• Excerto da página:
.....

Eu, neste momento, tento as duas coisas. Acredito que meu trabalho tem a qualidade necessária para ser publicado por uma Editora Tradicional e tenho a esperança de encontrar esse alguém que acredite que vale a pena apostar em mim; entretanto, enquanto isso não acontece, quero construir a minha legião de leitores.
Quanto à Trilogia Império Terra, existe um projecto para depois de terminar a revisão final do terceiro volume: apresentar a Trilogia inteira a uma editora para a reedicção dos dois primeiros volumes e a edição do terceiro. Digo, sem papas na língua, que quem apostar em mim, só terá a ganhar, porque o universo da Trilogia tem um infindável filão de histórias a ser explorado; quem leu os dois primeiros livros, sabe bem que existem ali referências que podem dar lugar a novos romances; alguns personagens, só por si, podem dar lugar a novos romances. Tenho muito para dar ao mundo e é por isso que digo que o meu plano passa, de certeza, pela continuidade da escrita.

2 devaneios:

Ana C. Nunes disse...

.....

(Anotações de pontos em fotografias)
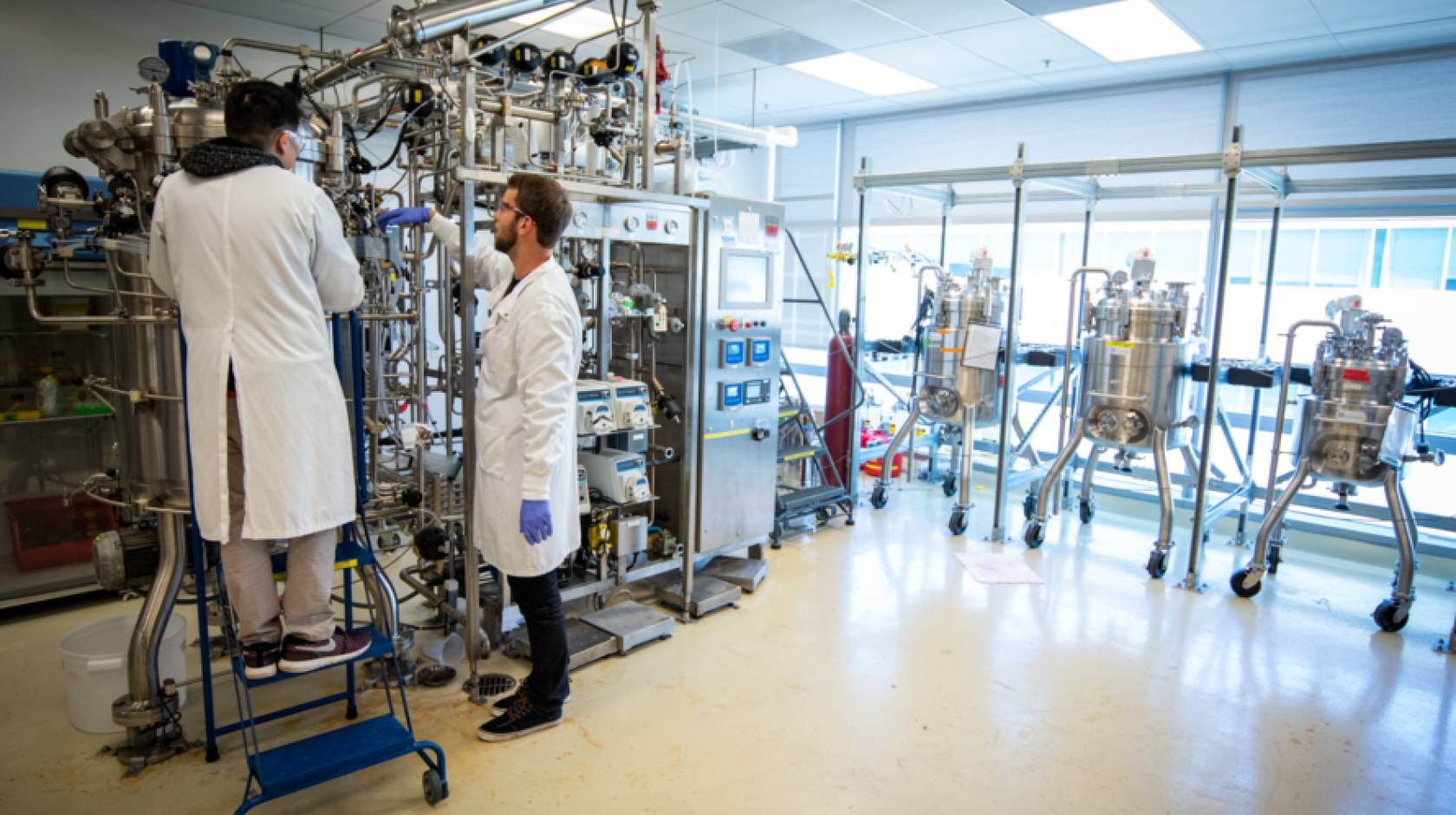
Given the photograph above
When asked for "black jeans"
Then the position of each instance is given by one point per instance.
(539, 600)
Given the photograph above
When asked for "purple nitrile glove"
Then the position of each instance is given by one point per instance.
(535, 520)
(404, 216)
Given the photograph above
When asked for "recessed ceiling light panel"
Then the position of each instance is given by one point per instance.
(1124, 31)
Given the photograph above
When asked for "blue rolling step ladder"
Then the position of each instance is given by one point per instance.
(304, 763)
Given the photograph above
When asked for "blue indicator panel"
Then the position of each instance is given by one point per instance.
(759, 351)
(730, 394)
(731, 353)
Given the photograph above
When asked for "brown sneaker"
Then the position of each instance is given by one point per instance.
(300, 655)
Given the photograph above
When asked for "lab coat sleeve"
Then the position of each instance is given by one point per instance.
(335, 270)
(158, 261)
(491, 267)
(548, 394)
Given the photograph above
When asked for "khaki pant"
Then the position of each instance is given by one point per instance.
(248, 568)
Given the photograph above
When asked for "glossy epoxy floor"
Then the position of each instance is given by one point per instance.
(873, 675)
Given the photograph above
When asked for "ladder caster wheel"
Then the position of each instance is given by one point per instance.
(957, 523)
(1274, 559)
(1391, 616)
(436, 787)
(1158, 564)
(1034, 534)
(1237, 584)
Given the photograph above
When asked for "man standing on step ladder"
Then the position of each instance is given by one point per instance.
(254, 257)
(524, 428)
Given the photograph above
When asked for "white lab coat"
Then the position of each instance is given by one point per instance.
(255, 258)
(524, 408)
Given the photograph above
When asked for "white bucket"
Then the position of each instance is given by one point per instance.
(95, 662)
(445, 651)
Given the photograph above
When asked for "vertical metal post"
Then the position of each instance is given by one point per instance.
(648, 9)
(858, 394)
(1231, 171)
(471, 579)
(1264, 336)
(1008, 396)
(1068, 396)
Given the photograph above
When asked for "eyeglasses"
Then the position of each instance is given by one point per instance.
(503, 204)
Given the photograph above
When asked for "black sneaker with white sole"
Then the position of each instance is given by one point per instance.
(300, 655)
(505, 701)
(261, 660)
(522, 720)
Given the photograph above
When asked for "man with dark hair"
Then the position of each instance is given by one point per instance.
(524, 428)
(254, 257)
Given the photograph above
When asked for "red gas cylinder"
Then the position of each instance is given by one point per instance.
(837, 398)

.....

• Tarefa proposta: Reproduza, do excerto da página, o trecho que começa em "Quanto à Trilogia" e segue até "C. Nunes disse...", inclusive. Não é preciso recorrer às linhas.

• Resultado do exercício:
Quanto à Trilogia Império Terra, existe um projecto para depois de terminar a revisão final do terceiro volume: apresentar a Trilogia inteira a uma editora para a reedicção dos dois primeiros volumes e a edição do terceiro. Digo, sem papas na língua, que quem apostar em mim, só terá a ganhar, porque o universo da Trilogia tem um infindável filão de histórias a ser explorado; quem leu os dois primeiros livros, sabe bem que existem ali referências que podem dar lugar a novos romances; alguns personagens, só por si, podem dar lugar a novos romances. Tenho muito para dar ao mundo e é por isso que digo que o meu plano passa, de certeza, pela continuidade da escrita.

2 devaneios:

Ana C. Nunes disse...